Please pull out every line in the records below that contains the word "head", and copy each of those lines unchanged.

· · · ·

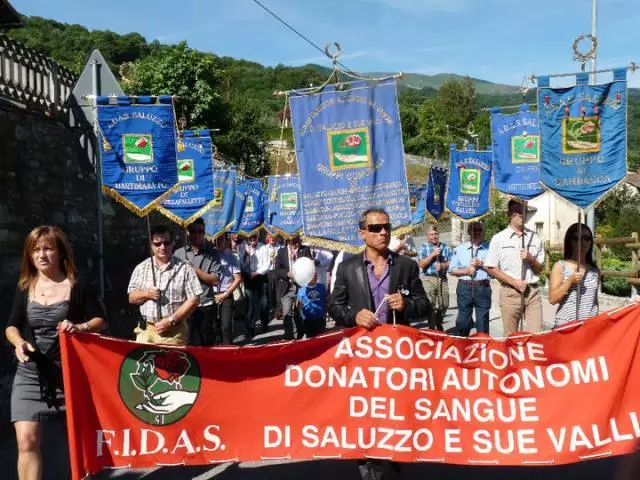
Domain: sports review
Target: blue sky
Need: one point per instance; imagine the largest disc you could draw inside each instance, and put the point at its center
(495, 40)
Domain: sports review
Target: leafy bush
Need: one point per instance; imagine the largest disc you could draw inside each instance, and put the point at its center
(615, 285)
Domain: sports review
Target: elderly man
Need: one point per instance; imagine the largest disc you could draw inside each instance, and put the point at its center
(167, 291)
(377, 287)
(206, 264)
(516, 258)
(434, 258)
(474, 283)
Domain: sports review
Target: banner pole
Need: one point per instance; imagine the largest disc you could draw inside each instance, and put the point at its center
(579, 286)
(153, 270)
(524, 265)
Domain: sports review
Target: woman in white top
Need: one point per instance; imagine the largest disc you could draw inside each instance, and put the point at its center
(566, 277)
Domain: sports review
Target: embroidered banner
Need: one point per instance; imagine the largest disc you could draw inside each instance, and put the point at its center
(249, 210)
(350, 157)
(195, 195)
(436, 187)
(219, 219)
(398, 393)
(418, 203)
(285, 211)
(516, 153)
(138, 150)
(469, 182)
(583, 132)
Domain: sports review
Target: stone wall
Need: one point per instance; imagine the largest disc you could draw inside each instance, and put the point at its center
(47, 178)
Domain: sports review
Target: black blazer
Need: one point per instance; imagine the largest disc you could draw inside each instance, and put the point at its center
(351, 292)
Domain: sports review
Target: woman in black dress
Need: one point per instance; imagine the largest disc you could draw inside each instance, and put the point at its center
(49, 299)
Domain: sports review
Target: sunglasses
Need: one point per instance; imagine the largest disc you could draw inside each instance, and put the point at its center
(166, 243)
(585, 238)
(378, 227)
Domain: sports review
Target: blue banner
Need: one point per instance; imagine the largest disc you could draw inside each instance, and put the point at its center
(249, 210)
(418, 203)
(516, 153)
(469, 182)
(195, 194)
(285, 209)
(138, 150)
(219, 219)
(350, 157)
(436, 188)
(583, 132)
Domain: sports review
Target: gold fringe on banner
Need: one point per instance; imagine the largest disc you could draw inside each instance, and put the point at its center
(213, 238)
(141, 212)
(185, 223)
(335, 245)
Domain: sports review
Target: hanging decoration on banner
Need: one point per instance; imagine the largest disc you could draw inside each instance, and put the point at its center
(195, 195)
(583, 133)
(138, 150)
(249, 211)
(436, 187)
(350, 158)
(157, 400)
(469, 182)
(418, 203)
(516, 153)
(284, 207)
(219, 219)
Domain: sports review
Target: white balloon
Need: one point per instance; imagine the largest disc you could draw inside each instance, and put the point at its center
(303, 271)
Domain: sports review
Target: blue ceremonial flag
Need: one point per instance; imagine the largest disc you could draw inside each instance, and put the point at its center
(350, 157)
(138, 150)
(418, 203)
(469, 182)
(436, 187)
(516, 153)
(195, 195)
(219, 219)
(583, 132)
(249, 213)
(285, 209)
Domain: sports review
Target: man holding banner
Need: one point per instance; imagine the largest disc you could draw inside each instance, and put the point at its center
(168, 282)
(374, 288)
(505, 262)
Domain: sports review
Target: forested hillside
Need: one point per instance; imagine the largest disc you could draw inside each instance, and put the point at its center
(236, 96)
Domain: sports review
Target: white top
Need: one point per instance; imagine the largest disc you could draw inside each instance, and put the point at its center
(504, 253)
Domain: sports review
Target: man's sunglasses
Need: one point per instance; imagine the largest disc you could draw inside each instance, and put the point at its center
(166, 243)
(378, 227)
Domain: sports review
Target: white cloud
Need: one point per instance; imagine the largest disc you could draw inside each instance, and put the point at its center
(422, 6)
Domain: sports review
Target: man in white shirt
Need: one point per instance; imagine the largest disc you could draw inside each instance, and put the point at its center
(254, 262)
(518, 270)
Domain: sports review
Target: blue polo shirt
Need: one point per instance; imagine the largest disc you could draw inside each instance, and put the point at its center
(462, 259)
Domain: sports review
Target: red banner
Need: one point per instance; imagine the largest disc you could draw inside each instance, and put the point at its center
(393, 393)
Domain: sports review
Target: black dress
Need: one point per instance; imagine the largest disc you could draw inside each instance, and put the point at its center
(28, 403)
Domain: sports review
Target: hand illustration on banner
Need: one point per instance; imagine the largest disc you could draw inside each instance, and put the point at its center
(168, 402)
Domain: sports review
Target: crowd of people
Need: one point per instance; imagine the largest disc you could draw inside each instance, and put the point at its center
(195, 294)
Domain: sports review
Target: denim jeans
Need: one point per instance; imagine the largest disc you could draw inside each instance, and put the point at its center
(469, 296)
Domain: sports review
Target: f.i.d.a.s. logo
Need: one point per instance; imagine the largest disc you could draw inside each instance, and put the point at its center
(159, 386)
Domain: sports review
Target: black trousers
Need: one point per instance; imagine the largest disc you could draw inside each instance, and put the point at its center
(223, 321)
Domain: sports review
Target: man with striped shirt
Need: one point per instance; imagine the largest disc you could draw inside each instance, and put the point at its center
(167, 292)
(434, 259)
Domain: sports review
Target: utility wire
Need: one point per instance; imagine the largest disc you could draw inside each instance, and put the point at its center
(304, 37)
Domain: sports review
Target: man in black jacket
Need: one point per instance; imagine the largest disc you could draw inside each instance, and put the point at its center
(286, 288)
(376, 287)
(377, 280)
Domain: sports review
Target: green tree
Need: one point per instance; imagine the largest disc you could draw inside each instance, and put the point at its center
(456, 101)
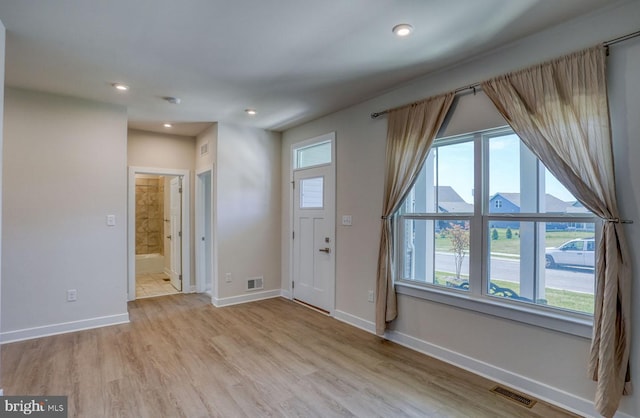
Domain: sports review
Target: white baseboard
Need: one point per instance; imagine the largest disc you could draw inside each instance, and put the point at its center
(62, 328)
(355, 321)
(581, 406)
(249, 297)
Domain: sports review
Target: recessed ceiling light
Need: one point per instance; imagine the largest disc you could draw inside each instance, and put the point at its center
(172, 100)
(403, 29)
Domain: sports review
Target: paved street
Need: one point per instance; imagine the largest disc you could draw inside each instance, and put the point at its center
(579, 280)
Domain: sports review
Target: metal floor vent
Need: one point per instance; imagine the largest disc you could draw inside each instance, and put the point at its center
(515, 397)
(255, 283)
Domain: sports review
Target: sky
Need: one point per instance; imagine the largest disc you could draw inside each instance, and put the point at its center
(455, 167)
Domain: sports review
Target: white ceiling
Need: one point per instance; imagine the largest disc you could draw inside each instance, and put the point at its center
(292, 60)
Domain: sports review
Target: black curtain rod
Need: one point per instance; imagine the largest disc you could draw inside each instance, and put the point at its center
(476, 86)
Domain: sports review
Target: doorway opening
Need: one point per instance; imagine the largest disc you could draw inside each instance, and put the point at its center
(158, 232)
(313, 222)
(205, 245)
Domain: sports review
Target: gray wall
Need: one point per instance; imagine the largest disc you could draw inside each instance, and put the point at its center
(247, 188)
(64, 170)
(546, 363)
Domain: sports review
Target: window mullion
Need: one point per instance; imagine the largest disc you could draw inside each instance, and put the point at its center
(476, 247)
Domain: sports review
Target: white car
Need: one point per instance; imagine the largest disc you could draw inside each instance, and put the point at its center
(577, 252)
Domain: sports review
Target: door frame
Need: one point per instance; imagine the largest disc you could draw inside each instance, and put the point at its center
(201, 231)
(131, 225)
(331, 136)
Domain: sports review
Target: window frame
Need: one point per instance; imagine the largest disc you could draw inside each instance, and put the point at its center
(476, 298)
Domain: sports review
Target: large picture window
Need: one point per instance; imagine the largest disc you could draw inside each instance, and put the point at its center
(486, 220)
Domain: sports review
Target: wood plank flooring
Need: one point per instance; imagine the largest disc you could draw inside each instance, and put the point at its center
(182, 357)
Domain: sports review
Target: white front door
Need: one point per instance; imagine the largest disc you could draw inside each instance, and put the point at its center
(314, 237)
(175, 236)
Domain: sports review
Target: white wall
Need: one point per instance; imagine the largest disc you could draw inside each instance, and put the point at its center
(545, 363)
(2, 46)
(156, 150)
(247, 188)
(64, 170)
(209, 137)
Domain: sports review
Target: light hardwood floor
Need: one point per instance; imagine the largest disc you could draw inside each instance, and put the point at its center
(182, 357)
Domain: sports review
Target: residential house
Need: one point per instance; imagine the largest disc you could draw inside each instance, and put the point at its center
(510, 203)
(65, 162)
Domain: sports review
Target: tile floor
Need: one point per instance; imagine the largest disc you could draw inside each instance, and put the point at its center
(153, 284)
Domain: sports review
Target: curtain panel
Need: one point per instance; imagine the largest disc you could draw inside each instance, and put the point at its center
(560, 111)
(410, 133)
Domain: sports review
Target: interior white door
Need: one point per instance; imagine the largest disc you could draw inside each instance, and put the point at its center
(314, 236)
(175, 226)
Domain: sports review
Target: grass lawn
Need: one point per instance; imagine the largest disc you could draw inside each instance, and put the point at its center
(574, 301)
(512, 246)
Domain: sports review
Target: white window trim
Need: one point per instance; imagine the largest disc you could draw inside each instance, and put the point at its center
(554, 318)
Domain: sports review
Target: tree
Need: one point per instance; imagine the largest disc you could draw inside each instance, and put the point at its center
(459, 238)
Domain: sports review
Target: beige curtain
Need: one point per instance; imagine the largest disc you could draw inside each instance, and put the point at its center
(410, 132)
(560, 111)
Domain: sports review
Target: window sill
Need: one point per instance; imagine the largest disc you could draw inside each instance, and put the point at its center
(567, 323)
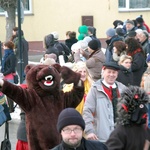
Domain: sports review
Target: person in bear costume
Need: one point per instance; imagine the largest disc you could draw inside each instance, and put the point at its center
(83, 32)
(43, 100)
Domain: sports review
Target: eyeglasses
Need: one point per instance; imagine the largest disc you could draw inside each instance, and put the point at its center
(75, 130)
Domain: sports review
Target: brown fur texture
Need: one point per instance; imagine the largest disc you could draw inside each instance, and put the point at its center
(43, 101)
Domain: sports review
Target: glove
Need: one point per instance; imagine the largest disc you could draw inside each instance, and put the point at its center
(69, 76)
(1, 79)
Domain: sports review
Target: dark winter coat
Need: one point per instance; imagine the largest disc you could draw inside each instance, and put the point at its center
(138, 67)
(146, 47)
(70, 42)
(21, 131)
(24, 52)
(125, 76)
(95, 64)
(85, 145)
(128, 138)
(43, 100)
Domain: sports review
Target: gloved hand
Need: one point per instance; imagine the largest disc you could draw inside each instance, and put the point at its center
(69, 76)
(1, 79)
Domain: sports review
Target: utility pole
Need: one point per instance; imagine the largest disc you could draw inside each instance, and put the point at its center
(20, 61)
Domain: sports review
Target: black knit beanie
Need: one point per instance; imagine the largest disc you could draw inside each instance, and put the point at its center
(93, 44)
(69, 116)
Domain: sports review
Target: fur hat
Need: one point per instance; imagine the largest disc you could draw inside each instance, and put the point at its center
(140, 20)
(56, 35)
(93, 44)
(87, 39)
(70, 116)
(131, 22)
(132, 34)
(110, 32)
(132, 106)
(111, 65)
(120, 31)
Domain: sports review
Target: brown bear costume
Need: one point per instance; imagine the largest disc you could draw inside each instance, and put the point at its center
(43, 101)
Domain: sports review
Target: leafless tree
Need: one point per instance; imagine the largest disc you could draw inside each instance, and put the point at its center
(10, 7)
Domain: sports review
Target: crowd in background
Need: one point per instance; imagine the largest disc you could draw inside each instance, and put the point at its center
(106, 74)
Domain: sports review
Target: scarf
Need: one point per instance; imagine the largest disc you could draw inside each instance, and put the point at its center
(80, 147)
(7, 52)
(134, 52)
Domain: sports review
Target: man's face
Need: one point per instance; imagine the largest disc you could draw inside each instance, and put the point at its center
(129, 26)
(72, 135)
(83, 73)
(110, 75)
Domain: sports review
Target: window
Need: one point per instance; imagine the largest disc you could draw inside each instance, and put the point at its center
(27, 7)
(134, 5)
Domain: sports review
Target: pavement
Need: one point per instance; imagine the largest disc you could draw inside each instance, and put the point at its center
(13, 124)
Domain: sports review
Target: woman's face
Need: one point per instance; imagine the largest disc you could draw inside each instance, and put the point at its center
(83, 73)
(126, 63)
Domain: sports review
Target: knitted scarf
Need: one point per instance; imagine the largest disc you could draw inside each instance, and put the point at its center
(7, 52)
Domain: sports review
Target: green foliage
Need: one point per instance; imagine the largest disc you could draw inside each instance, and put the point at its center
(5, 4)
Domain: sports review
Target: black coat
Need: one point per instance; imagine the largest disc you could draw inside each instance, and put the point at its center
(85, 145)
(70, 42)
(125, 76)
(128, 138)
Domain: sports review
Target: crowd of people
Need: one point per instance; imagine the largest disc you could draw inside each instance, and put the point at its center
(115, 109)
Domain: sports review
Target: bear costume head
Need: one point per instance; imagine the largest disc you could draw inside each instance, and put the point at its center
(43, 78)
(43, 100)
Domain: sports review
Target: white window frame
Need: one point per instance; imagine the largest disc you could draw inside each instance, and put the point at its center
(127, 8)
(26, 12)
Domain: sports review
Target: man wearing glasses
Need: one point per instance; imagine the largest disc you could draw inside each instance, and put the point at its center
(71, 127)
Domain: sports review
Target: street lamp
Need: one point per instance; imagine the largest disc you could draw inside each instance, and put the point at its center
(20, 61)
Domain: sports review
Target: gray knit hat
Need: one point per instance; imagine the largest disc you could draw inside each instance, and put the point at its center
(70, 116)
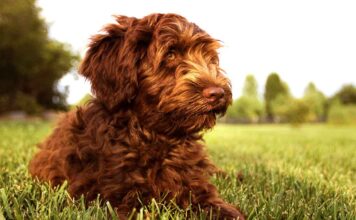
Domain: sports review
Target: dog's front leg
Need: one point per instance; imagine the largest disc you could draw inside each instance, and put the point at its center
(207, 197)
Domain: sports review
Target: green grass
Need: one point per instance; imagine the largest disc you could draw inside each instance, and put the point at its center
(287, 173)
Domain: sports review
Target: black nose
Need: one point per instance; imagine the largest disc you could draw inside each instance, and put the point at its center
(213, 93)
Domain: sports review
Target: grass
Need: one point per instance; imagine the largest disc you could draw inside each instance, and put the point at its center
(287, 173)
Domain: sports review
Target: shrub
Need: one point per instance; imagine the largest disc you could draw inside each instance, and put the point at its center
(342, 114)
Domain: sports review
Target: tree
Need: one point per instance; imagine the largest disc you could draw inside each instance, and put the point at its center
(31, 63)
(316, 101)
(248, 108)
(346, 95)
(250, 87)
(274, 88)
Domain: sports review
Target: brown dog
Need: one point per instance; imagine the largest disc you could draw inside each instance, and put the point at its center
(157, 84)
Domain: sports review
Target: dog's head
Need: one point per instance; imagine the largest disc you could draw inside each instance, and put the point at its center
(163, 67)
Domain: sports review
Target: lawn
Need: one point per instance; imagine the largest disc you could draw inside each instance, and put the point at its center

· · · ·

- _Task result_:
Target: bear costume head
Target: dog's head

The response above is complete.